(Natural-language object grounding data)
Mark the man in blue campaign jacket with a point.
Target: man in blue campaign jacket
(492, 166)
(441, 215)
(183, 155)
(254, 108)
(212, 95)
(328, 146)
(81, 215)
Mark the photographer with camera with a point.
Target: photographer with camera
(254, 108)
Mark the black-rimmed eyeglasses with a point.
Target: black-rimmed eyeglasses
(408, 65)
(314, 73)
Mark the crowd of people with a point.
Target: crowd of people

> _Exercise instructions_: Start at the line containing "Target: man in blue campaign jacket". Repeat it and each line after it, word for word, to the end of the records.

> _Exercise output_:
Target: man in blue campaign jacket
(492, 166)
(441, 215)
(183, 155)
(254, 108)
(212, 95)
(328, 146)
(81, 215)
Mark the photographer with camera with a point.
Target: photographer with camera
(254, 108)
Mark the black-rimmed eyeglasses with a point.
Target: black-rimmed eyeglasses
(408, 65)
(314, 73)
Mark the crowd of people with a point.
Target: crowd of people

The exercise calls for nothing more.